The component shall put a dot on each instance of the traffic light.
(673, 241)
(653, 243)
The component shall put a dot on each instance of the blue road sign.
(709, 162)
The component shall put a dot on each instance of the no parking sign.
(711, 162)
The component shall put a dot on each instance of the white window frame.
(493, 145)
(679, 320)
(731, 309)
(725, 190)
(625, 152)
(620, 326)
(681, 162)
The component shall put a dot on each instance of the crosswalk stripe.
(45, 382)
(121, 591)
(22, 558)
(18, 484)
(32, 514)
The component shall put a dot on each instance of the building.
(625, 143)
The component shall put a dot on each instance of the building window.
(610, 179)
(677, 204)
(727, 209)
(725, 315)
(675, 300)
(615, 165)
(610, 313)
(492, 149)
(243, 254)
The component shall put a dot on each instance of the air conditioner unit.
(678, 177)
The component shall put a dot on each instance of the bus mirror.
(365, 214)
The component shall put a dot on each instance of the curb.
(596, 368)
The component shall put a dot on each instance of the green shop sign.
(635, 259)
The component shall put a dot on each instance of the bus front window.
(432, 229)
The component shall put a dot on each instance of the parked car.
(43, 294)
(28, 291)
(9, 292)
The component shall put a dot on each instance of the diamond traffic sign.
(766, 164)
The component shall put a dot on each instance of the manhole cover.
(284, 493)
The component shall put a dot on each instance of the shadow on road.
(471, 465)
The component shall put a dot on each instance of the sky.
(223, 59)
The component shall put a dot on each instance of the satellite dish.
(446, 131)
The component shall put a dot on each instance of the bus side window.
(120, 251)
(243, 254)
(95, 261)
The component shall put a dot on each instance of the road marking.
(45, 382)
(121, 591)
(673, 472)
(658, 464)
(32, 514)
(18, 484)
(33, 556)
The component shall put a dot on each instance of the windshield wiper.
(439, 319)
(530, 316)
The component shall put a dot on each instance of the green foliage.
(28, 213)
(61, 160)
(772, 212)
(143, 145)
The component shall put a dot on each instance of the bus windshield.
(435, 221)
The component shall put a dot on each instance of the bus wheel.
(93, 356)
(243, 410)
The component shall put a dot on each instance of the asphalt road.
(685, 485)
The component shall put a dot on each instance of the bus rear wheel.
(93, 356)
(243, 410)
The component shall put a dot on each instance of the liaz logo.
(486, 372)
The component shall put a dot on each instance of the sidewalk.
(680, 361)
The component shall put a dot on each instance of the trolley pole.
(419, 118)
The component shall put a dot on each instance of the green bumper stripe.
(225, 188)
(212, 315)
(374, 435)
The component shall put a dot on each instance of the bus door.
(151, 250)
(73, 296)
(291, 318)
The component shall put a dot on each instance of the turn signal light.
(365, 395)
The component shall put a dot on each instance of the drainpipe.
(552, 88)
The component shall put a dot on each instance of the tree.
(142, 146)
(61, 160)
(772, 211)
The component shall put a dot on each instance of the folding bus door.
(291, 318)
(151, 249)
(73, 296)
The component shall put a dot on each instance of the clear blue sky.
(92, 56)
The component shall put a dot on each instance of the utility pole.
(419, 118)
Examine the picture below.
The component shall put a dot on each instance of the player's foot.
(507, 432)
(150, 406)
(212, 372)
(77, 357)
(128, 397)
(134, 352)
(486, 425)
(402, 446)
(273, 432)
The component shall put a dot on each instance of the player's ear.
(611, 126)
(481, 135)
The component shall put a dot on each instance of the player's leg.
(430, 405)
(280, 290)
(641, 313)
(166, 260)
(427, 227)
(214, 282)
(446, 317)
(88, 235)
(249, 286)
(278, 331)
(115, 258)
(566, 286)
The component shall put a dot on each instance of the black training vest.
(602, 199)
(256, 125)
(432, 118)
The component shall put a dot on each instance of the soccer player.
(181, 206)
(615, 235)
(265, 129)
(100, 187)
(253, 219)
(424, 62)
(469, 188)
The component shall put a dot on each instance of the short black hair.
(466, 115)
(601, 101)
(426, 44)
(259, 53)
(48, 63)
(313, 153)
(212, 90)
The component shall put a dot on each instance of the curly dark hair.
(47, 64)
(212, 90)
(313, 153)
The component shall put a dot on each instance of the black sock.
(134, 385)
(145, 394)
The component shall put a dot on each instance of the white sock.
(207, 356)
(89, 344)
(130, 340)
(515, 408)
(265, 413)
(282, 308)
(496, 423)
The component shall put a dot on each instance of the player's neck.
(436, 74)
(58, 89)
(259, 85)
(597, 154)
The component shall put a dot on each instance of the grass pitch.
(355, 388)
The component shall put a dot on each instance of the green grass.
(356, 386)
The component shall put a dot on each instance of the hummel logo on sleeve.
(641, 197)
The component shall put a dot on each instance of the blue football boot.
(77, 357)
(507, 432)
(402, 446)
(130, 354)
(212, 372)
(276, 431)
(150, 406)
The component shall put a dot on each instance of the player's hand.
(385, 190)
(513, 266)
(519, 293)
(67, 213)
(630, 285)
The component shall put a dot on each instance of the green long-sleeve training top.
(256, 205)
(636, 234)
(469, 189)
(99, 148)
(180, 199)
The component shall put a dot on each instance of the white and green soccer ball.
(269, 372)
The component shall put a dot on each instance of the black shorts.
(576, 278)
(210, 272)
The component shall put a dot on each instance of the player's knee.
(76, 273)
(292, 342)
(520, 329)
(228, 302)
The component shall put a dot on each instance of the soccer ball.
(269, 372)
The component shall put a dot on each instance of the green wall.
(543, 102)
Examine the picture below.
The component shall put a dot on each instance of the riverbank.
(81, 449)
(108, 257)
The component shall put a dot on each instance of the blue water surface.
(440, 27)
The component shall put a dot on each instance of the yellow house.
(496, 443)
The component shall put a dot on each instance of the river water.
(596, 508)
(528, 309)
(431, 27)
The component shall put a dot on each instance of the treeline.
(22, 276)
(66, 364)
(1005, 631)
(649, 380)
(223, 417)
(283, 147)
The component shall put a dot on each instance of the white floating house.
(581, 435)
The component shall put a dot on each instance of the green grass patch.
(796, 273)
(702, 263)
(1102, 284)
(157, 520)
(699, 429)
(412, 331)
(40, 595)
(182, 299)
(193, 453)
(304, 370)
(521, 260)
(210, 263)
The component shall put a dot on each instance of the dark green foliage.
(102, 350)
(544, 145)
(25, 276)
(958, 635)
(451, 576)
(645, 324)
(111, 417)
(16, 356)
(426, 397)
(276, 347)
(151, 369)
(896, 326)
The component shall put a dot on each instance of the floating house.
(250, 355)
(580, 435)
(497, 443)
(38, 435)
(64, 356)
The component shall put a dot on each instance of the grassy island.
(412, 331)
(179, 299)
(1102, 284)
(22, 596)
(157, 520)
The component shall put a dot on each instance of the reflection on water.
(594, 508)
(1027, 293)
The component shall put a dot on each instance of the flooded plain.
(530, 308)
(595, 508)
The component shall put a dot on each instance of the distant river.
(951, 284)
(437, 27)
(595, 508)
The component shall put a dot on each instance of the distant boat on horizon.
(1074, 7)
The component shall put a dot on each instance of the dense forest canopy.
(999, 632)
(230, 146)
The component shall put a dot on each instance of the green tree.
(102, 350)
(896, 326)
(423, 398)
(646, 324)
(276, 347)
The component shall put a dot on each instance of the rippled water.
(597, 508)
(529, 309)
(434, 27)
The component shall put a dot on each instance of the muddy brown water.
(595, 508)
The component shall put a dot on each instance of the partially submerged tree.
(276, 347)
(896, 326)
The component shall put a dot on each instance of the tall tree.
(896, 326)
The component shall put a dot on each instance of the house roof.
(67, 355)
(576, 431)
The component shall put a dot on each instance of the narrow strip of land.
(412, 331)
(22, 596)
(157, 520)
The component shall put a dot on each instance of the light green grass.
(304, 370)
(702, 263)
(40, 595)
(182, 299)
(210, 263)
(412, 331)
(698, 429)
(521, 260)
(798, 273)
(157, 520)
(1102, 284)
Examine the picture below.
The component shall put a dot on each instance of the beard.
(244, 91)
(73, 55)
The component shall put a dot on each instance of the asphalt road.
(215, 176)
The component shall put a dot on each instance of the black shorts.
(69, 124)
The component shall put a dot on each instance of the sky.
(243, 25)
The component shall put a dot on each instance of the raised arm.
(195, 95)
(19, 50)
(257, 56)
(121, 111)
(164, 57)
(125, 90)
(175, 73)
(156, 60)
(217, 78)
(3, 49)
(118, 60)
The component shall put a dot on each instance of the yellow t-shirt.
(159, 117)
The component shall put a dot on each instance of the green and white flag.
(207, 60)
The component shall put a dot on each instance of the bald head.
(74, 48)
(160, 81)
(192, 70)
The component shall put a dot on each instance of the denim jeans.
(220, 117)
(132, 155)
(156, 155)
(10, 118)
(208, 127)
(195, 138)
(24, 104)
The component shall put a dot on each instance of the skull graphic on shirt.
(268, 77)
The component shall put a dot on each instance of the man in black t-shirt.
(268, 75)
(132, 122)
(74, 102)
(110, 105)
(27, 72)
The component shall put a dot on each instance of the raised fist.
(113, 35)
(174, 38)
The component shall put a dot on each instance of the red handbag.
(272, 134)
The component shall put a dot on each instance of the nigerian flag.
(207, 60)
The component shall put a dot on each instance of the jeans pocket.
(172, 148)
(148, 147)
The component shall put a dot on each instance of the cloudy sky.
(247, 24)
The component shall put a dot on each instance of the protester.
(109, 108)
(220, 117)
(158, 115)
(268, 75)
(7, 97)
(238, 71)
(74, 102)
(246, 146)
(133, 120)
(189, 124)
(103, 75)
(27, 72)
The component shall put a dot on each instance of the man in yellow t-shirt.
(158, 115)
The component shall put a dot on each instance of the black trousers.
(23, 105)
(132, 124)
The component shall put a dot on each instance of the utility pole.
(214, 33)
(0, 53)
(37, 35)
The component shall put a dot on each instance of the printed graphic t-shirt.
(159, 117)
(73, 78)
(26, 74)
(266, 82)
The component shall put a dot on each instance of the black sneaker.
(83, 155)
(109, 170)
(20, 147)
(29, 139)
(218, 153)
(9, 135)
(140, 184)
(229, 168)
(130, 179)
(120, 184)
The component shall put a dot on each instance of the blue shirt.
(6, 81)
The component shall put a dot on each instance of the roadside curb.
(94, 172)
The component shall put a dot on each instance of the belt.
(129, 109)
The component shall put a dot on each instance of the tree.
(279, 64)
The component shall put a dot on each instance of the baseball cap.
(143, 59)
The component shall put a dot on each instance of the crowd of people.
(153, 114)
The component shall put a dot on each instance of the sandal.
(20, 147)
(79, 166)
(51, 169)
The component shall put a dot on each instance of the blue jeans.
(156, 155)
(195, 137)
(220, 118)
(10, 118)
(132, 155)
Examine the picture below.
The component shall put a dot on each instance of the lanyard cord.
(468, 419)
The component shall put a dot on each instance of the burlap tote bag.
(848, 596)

Brief →
Retype exactly the lines from the one containing "of the belt." through the last line of the records above, including both.

Final answer →
The component shall put a dot on each instance of the belt.
(129, 109)
The component shall put a dot on each instance of the tree.
(279, 64)
The component shall put a dot on each instance of the baseball cap.
(143, 59)
The component shall put a dot on each instance of the crowd of people.
(153, 114)
The component shall put a dot on each instance of the sandal.
(20, 147)
(79, 166)
(51, 169)
The component shall put a dot on each instance of the blue jeans.
(156, 155)
(195, 137)
(220, 118)
(10, 118)
(132, 155)
Examine the picture below.
The component shall put a dot on each instance of the lanyard cord.
(468, 419)
The component shall put a dot on each instance of the burlap tote bag.
(848, 596)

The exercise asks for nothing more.